*Task requirements*:
Using the entries that follow, write out the line containing "Prompt: place one marker on each instance of the yellow", the line containing "Prompt: place one marker on each instance of the dark", and every line between them, exactly and nothing else.

Start of Block

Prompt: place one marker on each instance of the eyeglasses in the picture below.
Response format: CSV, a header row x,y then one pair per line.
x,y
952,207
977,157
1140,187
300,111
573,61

End of Block
Start of Block

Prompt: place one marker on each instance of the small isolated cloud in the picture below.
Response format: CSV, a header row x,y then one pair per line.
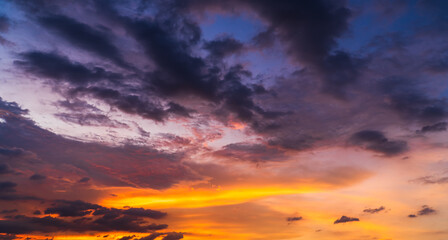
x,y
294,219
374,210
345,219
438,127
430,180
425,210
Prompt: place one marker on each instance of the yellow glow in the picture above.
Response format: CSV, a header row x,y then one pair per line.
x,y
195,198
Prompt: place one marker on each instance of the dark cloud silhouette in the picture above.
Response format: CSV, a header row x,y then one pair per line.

End of Block

*Answer to the exercise*:
Prompt: place one marker on each instance of the yellow glow in the picture above.
Response format: CSV, a header row x,y then one pair per line.
x,y
195,198
Prompt: place one marker on each instance of the dark cloud silhouette in the picture above.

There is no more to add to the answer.